What is needed is the number of lines in the data below that include "blue", stated by itself.

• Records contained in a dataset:
┄┄┄┄┄┄┄┄┄┄┄┄┄┄┄┄┄┄┄┄

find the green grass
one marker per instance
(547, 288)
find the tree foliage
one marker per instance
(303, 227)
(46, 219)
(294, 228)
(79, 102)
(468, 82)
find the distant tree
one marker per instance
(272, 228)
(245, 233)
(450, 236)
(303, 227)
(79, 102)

┄┄┄┄┄┄┄┄┄┄┄┄┄┄┄┄┄┄┄┄

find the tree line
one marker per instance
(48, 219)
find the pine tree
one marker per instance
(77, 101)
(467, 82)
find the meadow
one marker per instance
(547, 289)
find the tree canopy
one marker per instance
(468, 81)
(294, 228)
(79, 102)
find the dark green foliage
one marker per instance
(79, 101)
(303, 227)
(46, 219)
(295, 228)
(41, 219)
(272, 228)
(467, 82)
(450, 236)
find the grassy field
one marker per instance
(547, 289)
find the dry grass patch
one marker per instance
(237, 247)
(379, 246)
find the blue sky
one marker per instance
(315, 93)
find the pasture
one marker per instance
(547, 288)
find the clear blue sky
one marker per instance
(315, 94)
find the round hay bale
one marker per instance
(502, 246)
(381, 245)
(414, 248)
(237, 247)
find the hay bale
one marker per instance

┄┄┄┄┄┄┄┄┄┄┄┄┄┄┄┄┄┄┄┄

• Output for this exercise: 2